━━━━━ PROVIDED INFORMATION ━━━━━
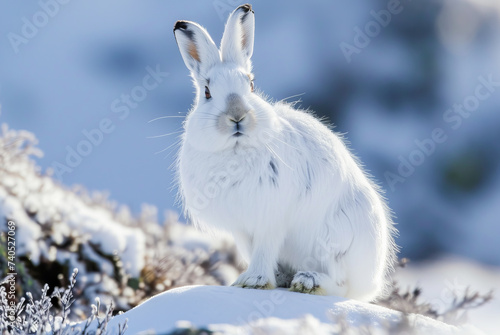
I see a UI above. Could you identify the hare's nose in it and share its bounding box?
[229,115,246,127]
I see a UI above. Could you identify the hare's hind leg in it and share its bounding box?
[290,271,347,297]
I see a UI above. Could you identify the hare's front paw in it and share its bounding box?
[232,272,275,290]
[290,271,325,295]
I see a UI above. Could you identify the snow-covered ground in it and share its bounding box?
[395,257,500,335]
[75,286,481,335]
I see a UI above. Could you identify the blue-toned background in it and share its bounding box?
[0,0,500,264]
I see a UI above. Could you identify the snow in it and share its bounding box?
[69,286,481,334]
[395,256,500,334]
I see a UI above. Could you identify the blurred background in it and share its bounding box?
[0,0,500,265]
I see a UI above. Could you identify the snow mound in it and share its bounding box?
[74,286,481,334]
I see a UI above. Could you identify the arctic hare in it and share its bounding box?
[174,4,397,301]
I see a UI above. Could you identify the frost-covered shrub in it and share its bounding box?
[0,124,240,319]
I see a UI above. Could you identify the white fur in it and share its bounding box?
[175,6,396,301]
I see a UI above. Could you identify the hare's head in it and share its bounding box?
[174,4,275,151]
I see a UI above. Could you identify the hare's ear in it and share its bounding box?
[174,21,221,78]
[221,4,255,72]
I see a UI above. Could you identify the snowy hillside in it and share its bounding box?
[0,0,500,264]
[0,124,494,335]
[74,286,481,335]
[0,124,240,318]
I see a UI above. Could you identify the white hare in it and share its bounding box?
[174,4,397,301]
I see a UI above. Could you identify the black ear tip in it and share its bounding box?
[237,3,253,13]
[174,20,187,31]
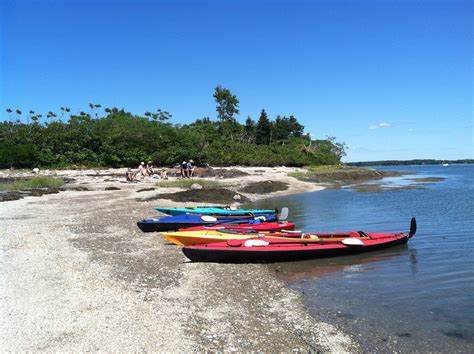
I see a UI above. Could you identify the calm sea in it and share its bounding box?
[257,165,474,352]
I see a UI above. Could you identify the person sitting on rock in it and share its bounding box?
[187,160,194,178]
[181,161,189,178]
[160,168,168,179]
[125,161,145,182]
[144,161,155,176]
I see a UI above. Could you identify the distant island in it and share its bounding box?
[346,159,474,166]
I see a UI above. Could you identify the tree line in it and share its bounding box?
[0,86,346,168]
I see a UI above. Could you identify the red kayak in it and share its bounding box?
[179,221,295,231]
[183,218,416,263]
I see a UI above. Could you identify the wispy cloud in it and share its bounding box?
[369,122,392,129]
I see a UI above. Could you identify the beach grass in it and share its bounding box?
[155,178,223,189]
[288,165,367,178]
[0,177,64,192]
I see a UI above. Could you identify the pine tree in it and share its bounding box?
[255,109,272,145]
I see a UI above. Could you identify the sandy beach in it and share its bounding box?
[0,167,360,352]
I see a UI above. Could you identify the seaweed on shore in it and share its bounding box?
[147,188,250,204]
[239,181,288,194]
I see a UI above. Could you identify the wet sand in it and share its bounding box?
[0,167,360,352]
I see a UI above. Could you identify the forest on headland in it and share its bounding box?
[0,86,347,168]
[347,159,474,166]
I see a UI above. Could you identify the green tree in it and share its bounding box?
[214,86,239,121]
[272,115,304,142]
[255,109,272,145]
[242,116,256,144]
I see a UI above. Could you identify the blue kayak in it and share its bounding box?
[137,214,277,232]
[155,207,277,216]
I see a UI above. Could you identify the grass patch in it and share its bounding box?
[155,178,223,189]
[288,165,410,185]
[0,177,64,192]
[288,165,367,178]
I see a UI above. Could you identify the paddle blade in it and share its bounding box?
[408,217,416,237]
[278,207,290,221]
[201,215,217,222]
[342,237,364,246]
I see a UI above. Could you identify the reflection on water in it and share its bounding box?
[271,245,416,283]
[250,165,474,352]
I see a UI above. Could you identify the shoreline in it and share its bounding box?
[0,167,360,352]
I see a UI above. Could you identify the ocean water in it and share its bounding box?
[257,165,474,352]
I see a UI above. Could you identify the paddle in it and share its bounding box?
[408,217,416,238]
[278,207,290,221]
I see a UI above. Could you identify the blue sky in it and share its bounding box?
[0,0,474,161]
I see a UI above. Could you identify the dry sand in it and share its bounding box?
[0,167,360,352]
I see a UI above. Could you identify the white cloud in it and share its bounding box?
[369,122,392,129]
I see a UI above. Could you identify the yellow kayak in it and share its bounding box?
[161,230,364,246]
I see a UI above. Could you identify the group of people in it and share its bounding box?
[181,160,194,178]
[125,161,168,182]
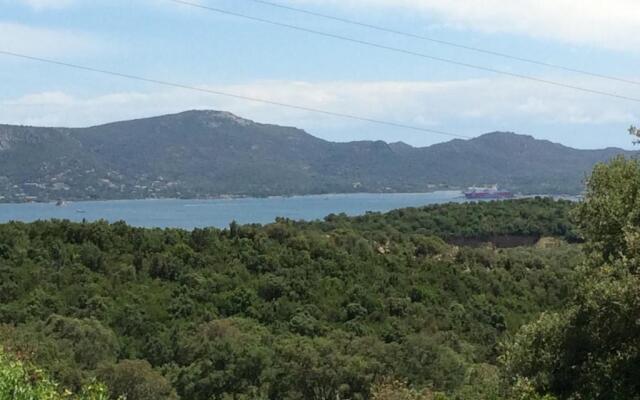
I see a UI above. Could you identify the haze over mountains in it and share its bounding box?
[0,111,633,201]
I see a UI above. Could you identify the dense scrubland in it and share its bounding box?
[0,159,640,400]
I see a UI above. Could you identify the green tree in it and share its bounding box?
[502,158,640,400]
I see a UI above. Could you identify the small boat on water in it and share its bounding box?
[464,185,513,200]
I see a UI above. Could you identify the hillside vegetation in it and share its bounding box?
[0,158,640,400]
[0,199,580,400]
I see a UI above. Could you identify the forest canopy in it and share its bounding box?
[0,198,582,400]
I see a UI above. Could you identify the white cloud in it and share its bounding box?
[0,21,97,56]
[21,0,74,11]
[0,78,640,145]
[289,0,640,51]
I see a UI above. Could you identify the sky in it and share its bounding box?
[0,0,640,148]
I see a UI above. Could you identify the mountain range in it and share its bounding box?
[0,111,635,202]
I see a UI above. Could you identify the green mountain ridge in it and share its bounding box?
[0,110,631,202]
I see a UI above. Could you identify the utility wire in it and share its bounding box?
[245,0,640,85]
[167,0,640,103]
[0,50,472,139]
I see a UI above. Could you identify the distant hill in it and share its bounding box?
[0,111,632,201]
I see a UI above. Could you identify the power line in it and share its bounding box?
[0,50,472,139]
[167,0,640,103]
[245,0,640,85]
━━━━━
WORK TO BE COMPLETED:
Copy out, word for word, the entries from the line containing "I see a UI above. Could you identify the blue sky" up to and including the line containing "[0,111,633,201]", leaving out the pictures.

TASK RESULT:
I see a UI above. Could you identify the blue sky in it and share its bounding box?
[0,0,474,161]
I see a UI above. Could you identify the dry sand in it and share its bounding box?
[0,167,360,352]
I see a UI above. Could you identify the white cloud in it and share its bounding box?
[369,122,392,129]
I see a UI above. Could you identify the yellow kayak in it and share its bounding box?
[161,230,364,246]
I see a UI above. Could you identify the group of people in it and share its bounding box?
[181,160,194,178]
[125,161,168,182]
I see a UI above. Could you identify the haze over mountains in it and share its bounding box?
[0,111,633,201]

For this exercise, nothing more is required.